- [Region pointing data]
.....
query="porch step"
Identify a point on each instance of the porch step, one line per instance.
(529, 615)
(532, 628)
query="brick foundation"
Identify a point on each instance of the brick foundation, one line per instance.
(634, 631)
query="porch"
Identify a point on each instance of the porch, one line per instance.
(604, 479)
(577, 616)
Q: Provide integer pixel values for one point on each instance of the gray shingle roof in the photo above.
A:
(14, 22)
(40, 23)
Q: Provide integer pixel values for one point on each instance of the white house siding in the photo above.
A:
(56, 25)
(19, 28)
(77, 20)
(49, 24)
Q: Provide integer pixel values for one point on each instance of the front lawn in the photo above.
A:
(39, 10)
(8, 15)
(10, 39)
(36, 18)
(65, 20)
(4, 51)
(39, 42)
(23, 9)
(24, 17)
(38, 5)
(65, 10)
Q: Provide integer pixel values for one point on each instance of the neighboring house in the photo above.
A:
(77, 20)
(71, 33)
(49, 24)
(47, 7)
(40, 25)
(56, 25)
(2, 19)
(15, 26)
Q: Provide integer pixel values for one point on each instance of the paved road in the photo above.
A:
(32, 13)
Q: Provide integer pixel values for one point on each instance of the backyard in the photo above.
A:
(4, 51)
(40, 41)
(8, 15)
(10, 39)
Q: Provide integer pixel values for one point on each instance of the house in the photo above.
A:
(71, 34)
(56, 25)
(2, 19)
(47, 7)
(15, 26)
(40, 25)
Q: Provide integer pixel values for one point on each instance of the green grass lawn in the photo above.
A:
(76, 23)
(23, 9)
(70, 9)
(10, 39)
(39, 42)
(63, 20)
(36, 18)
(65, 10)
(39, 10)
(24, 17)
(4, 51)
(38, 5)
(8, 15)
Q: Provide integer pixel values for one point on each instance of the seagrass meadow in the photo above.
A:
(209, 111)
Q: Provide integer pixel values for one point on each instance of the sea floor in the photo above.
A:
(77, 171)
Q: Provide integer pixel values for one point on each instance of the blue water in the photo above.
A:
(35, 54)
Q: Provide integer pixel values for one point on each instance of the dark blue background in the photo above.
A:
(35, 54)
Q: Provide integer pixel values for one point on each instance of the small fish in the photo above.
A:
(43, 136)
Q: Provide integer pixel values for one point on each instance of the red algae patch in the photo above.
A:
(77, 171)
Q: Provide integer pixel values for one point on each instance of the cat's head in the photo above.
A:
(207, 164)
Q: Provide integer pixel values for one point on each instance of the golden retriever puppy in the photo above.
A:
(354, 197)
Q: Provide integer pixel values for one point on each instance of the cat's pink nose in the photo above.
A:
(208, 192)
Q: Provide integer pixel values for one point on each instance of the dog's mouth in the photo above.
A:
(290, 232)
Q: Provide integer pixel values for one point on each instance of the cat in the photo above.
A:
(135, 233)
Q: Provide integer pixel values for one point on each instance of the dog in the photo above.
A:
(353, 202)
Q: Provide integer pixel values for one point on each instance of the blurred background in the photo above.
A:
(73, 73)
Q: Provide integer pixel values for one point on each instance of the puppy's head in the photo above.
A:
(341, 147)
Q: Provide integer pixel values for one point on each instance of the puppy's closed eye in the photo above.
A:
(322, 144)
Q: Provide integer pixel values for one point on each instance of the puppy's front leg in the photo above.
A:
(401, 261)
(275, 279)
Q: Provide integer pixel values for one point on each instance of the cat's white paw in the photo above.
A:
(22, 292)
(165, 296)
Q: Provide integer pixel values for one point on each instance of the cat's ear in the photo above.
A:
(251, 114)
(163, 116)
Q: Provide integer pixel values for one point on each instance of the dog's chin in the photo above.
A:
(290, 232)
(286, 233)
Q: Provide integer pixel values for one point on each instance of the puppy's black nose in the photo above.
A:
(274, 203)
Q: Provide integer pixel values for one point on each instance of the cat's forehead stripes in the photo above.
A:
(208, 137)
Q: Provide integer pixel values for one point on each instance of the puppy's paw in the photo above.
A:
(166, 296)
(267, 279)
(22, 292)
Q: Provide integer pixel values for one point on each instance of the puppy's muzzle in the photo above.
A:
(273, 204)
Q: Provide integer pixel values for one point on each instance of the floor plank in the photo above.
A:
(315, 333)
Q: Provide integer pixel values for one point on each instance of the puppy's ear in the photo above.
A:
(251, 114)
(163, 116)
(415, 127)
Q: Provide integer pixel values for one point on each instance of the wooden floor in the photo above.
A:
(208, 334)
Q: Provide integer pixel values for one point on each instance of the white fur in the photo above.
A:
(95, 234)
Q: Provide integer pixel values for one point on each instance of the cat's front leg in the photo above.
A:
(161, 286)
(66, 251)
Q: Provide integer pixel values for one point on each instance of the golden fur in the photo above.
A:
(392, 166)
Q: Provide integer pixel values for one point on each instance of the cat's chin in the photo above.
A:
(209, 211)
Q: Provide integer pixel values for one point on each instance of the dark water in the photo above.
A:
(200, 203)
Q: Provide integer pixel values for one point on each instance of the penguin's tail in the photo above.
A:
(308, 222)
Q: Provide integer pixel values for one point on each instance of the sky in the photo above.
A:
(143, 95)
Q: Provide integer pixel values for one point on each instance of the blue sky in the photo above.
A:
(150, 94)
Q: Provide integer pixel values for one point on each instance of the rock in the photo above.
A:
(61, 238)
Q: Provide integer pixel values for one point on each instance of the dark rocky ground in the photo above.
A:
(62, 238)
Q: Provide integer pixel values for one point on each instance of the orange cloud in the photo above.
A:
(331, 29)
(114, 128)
.....
Every record must be transcribed precisely, down to the last character.

query="porch step"
Identify a point on each instance of the porch step, one line per instance.
(529, 615)
(532, 628)
query="brick foundation"
Identify a point on each instance of the brick foundation, one line per instance.
(634, 631)
query="porch"
Identify a point on each instance of the porch, one line per instance.
(604, 479)
(577, 616)
Q: Provide integer pixel values for one point on each instance of the gray shingle roof in the photo above.
A:
(14, 22)
(40, 23)
Q: Provide integer pixel values for one point on each instance of the white house siding in the photo above.
A:
(56, 25)
(19, 28)
(77, 20)
(49, 24)
Q: Provide integer pixel values for one point on each instance of the front lawn in the photo above.
A:
(39, 10)
(8, 15)
(10, 39)
(36, 18)
(65, 20)
(4, 51)
(39, 42)
(23, 9)
(24, 17)
(38, 5)
(65, 10)
Q: Provide integer pixel values for one point on each instance of the neighboring house in the photo above.
A:
(77, 20)
(71, 33)
(49, 24)
(47, 7)
(40, 25)
(56, 25)
(2, 19)
(15, 26)
Q: Provide integer pixel values for one point on each instance of the paved road in the photo above.
A:
(32, 13)
Q: Provide integer pixel values for one point on each instance of the backyard in the photo above.
A:
(4, 51)
(40, 41)
(8, 15)
(10, 39)
Q: Provide integer pixel values for one point on each instance of the house in the photo above.
A:
(71, 34)
(56, 25)
(2, 19)
(47, 7)
(15, 26)
(40, 25)
Q: Provide integer pixel values for one point on each instance of the green grass lawn in the photo above.
A:
(76, 23)
(23, 9)
(70, 9)
(10, 39)
(39, 42)
(63, 20)
(36, 18)
(65, 10)
(39, 10)
(24, 17)
(4, 51)
(38, 5)
(8, 15)
Q: Provide integer pixel values for one point on each instance of the seagrass meadow in the photo above.
A:
(209, 111)
Q: Provide integer pixel values for one point on each instance of the sea floor in the photo above.
A:
(77, 171)
Q: Provide integer pixel values for one point on each instance of the blue water in the photo above.
A:
(35, 54)
Q: Provide integer pixel values for one point on each instance of the dark blue background in the photo above.
A:
(35, 54)
Q: Provide integer pixel values for one point on each instance of the small fish in the photo above.
A:
(43, 136)
Q: Provide integer pixel values for one point on each instance of the red algae patch in the photo above.
A:
(77, 171)
Q: Provide integer pixel values for one point on each instance of the cat's head in the photo above.
A:
(207, 164)
Q: Provide integer pixel values for one point on each instance of the golden retriever puppy in the photo above.
A:
(354, 197)
Q: Provide integer pixel values for one point on each instance of the cat's pink nose in the photo above.
A:
(208, 192)
Q: Provide integer pixel values for one point on each instance of the dog's mouth in the photo above.
A:
(290, 232)
Q: Provide integer pixel values for one point on each instance of the cat in the photo above.
A:
(135, 233)
Q: Provide integer pixel values for one point on each instance of the dog in the photo above.
A:
(353, 202)
Q: Provide integer pixel values for one point on each instance of the blurred background in the photo above.
A:
(73, 73)
Q: Provide integer pixel values for one point on each instance of the puppy's head in the photo above.
A:
(341, 147)
Q: Provide integer pixel values for one point on each instance of the puppy's closed eye in the photo above.
A:
(322, 144)
Q: Provide integer pixel values for one point on each instance of the puppy's front leg in the photo above.
A:
(401, 261)
(275, 279)
Q: Provide integer pixel values for one point on each instance of the cat's white paw in the photo above.
A:
(22, 292)
(165, 296)
Q: Provide integer pixel values for one point on each instance of the cat's ear in the photo above.
A:
(251, 114)
(163, 116)
Q: Provide integer pixel values for one point on each instance of the dog's chin in the photo above.
A:
(290, 232)
(286, 233)
Q: Provide integer pixel values for one point on each instance of the puppy's black nose in the photo above.
A:
(274, 203)
Q: Provide integer pixel values for one point on each instance of the cat's forehead stripes in the photo above.
A:
(208, 137)
Q: Provide integer pixel values for one point on each instance of the puppy's paw in the photo above.
A:
(166, 296)
(267, 279)
(22, 292)
Q: Provide integer pixel values for one point on each instance of the puppy's muzzle in the photo above.
A:
(273, 204)
Q: Provide integer pixel values for one point on each instance of the floor plank in the photo above.
A:
(315, 333)
Q: Provide integer pixel values for one point on each instance of the puppy's ear in the photo above.
A:
(251, 114)
(163, 116)
(415, 127)
Q: Provide integer pixel values for one point on each instance of the wooden floor in the photo above.
A:
(208, 334)
Q: Provide integer pixel values for one point on each instance of the white fur in the photo above.
A:
(95, 234)
Q: Provide integer pixel values for one point on each instance of the cat's front leg in the photo above.
A:
(161, 286)
(66, 251)
Q: Provide integer pixel values for one point on each instance of the golden fur in the photo above.
A:
(392, 166)
Q: Provide integer pixel values for one point on each instance of the cat's chin in the photo above.
A:
(209, 211)
Q: Provide integer pixel values for one point on each instance of the dark water in the photo above.
A:
(200, 203)
Q: Provide integer pixel values for one point on each instance of the penguin's tail in the photo above.
A:
(308, 222)
Q: Provide integer pixel values for one point on each instance of the sky in the photo above.
A:
(143, 95)
Q: Provide integer pixel values for one point on each instance of the blue sky in the photo above.
A:
(150, 94)
Q: Provide integer pixel values for one point on each instance of the rock in the photo above.
A:
(61, 238)
Q: Provide integer pixel values for one point on each instance of the dark rocky ground in the photo above.
A:
(62, 238)
Q: Provide integer pixel values for one point on each instance of the orange cloud in the photo above.
A:
(331, 29)
(114, 128)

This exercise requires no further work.